INFORMATION GIVEN -
-- Opening Marker --

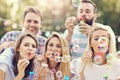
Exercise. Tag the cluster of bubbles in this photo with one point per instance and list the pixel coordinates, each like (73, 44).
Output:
(102, 41)
(57, 57)
(76, 46)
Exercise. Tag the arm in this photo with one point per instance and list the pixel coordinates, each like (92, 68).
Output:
(2, 75)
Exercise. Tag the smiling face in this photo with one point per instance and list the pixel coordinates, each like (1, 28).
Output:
(95, 40)
(27, 48)
(87, 10)
(32, 23)
(54, 46)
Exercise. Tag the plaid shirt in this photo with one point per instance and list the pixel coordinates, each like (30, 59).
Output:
(13, 35)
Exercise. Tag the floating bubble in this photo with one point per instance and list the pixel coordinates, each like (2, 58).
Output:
(75, 66)
(76, 3)
(97, 59)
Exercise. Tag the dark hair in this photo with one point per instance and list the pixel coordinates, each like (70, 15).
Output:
(17, 55)
(33, 10)
(91, 2)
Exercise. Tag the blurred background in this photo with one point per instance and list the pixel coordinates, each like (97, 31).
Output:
(54, 14)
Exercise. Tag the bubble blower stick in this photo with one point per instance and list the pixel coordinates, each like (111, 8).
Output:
(82, 20)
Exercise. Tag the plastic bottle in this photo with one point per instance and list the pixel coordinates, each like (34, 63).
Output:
(31, 75)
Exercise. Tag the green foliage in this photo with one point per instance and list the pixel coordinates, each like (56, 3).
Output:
(55, 13)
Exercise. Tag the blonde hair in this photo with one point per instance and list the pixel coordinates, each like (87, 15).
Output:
(63, 67)
(112, 43)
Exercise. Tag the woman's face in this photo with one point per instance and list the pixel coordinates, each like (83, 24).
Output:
(27, 48)
(54, 46)
(100, 41)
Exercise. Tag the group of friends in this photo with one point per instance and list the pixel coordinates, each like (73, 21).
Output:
(87, 51)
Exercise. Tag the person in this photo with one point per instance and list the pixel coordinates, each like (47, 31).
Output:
(77, 35)
(99, 61)
(16, 63)
(55, 64)
(32, 22)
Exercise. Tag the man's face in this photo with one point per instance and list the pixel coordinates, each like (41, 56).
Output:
(86, 10)
(32, 23)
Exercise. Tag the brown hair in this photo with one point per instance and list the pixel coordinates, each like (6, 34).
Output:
(91, 2)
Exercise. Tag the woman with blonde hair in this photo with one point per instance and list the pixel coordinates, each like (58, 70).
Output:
(99, 60)
(55, 65)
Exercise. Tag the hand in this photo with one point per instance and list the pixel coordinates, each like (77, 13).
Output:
(87, 57)
(70, 23)
(22, 64)
(43, 71)
(7, 44)
(85, 28)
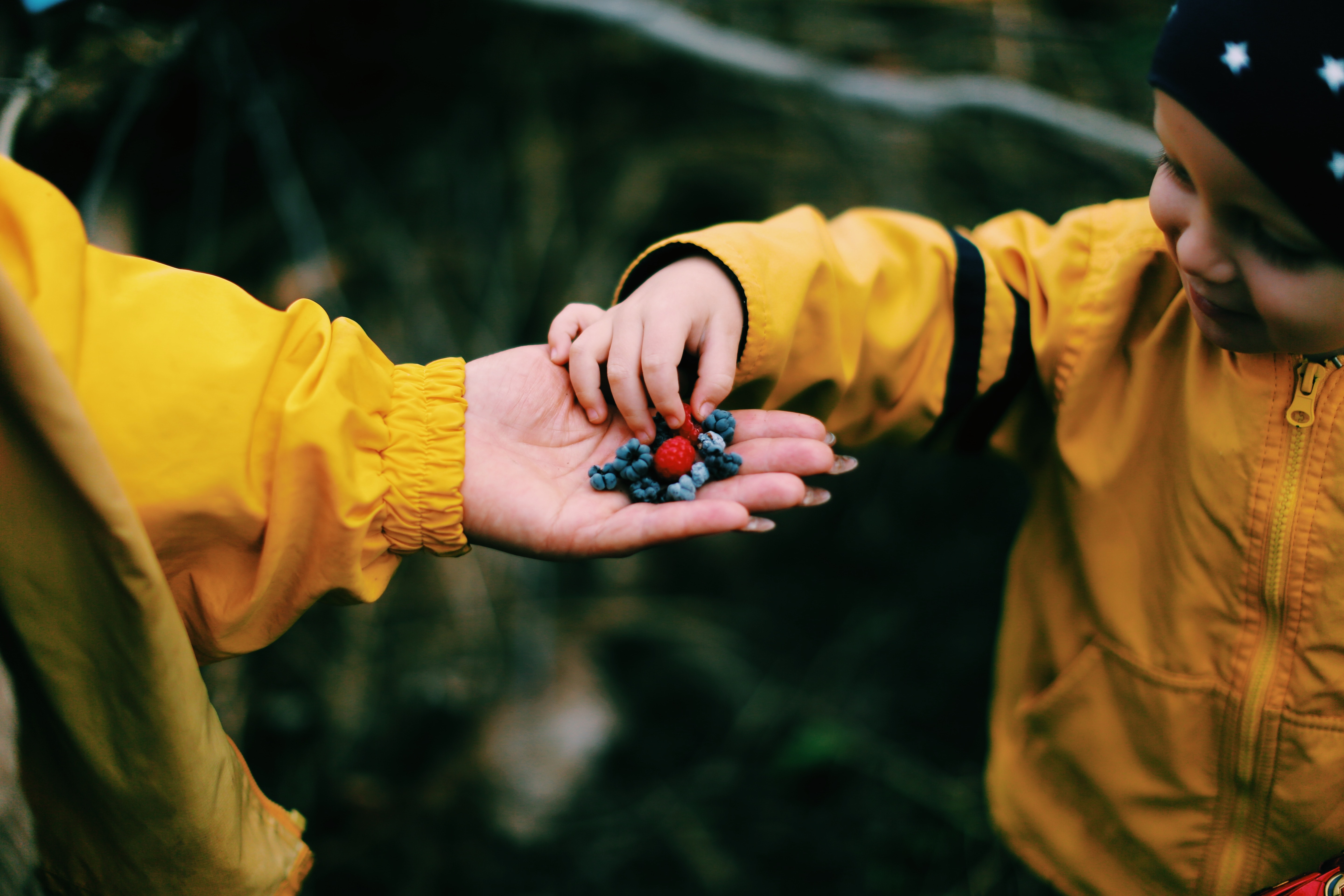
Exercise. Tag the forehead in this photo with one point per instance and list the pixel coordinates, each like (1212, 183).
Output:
(1217, 171)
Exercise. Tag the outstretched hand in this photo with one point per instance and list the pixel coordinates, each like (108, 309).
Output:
(530, 447)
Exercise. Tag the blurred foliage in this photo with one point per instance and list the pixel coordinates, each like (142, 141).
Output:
(784, 714)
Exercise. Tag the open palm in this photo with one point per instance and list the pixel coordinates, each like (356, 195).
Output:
(530, 447)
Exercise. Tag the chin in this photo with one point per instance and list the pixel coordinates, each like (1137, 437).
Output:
(1233, 338)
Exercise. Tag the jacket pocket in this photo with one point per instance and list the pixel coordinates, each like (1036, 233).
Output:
(1128, 758)
(1306, 821)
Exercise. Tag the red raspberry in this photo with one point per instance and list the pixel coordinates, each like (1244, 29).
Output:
(674, 459)
(690, 429)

-- Closing Marker --

TASK DESCRIPTION -
All the lines above are to be reproduced exactly, except the pictures.

WORKED SOLUTION -
Exercise. Tag the cluster of bubbles in this photo with one point per instance and list the pixel coordinates, each like (73, 44).
Output:
(102, 41)
(57, 57)
(76, 46)
Exercise. Tag the arm in this photo with one point per instance and list the pixel coordinates, each like (92, 68).
Output:
(2, 75)
Exercise. Tag the smiling face in this photo with one point per instance and list the pixel coordinates, each like (1, 28).
Output:
(95, 40)
(27, 48)
(87, 10)
(32, 23)
(54, 46)
Exercise. Tag the plaid shirt in this photo with one point per instance and list the pixel coordinates, each like (30, 59).
Output:
(13, 35)
Exercise. Tag the floating bubble in this photo with one point per instance and list the pixel coordinates, each like (2, 58).
Output:
(75, 66)
(76, 3)
(97, 59)
Exercise. Tag the dark hair in this photo with one point per instance and list the pixel coordinates, each like (70, 15).
Output:
(17, 55)
(33, 10)
(91, 2)
Exercise. Tag the blurred background in this photo with one point per instance and list the pixel coordinates, each like (97, 31).
Output:
(54, 14)
Exercise. Tag the bubble blower stick in this photo with one point per instance and list the pixel coordinates, each like (111, 8).
Output:
(82, 20)
Exercise. Tag the plastic bottle in this photo with one point per instance and list the pixel coordinates, each like (34, 63).
Output:
(31, 75)
Exercise. Tag the green foliage in this photo with one point per instance and list the pixel coordinates, each like (56, 3).
Output:
(55, 13)
Exercise. Tag the blonde hair in this photo with one point per instance and list the pixel coordinates, each like (87, 15).
Output:
(63, 67)
(112, 43)
Exercise. Tag the woman's face in this photo with one point per instance and list the pixel coordinates, each like (83, 24).
Output:
(27, 48)
(54, 46)
(100, 41)
Exercise. Tag the group of friends in this photo with one point per instance and list the pixel coordinates, each like (73, 21).
Output:
(87, 51)
Exercise. Tag the person in this photo with one point per instance and list the pixel coordinates, each like (47, 31).
Output:
(77, 35)
(99, 61)
(16, 63)
(55, 64)
(32, 22)
Exercise. Tag the man's face in this photo with one point per instance and list the pixel coordinates, each like (41, 56).
Output:
(86, 10)
(32, 23)
Exercise. Tag the brown hair in this photo with one point per instance and list the pixel coordinates, each like (6, 34).
Output:
(91, 2)
Exercise. Tag the woman with blonde hair in this photo with one point per instance and list the pixel coordinates, each like (58, 70).
Output:
(99, 60)
(55, 65)
Exercise. Tag the hand in this photo with one point per instance and list the pixel coordinates, each like (77, 13).
Output:
(87, 57)
(70, 23)
(22, 64)
(43, 71)
(7, 44)
(85, 28)
Exercise. Tag the forehead in this photo with one point per instance and list the pixel coordinates, each like (1212, 183).
Output:
(1217, 171)
Exercise. Tag the outstretched hand in this photo with one point per instance and list the pixel coordinates, each like (108, 309).
Output:
(530, 447)
Exercise. Tag the blurred foliage in this photo with one point per instance and list the pixel coordinates, each like (142, 141).
Output:
(784, 714)
Exercise. Tag the open palm in this photo with one point per instance and list the pixel coordinates, each like (356, 195).
Output:
(530, 447)
Exercise. Tag the chin in this photo with one point per instance and list the pixel coordinates, each like (1137, 437).
Output:
(1233, 338)
Exercise. Tag the jacket pocket in this photo with one point per instance and list the pixel coordinates, each like (1036, 233).
Output:
(1128, 758)
(1306, 821)
Exercise. Tag the red raspberry in this photo with one point per instance and list the pixel coordinates, each like (1244, 29).
Output:
(674, 459)
(690, 429)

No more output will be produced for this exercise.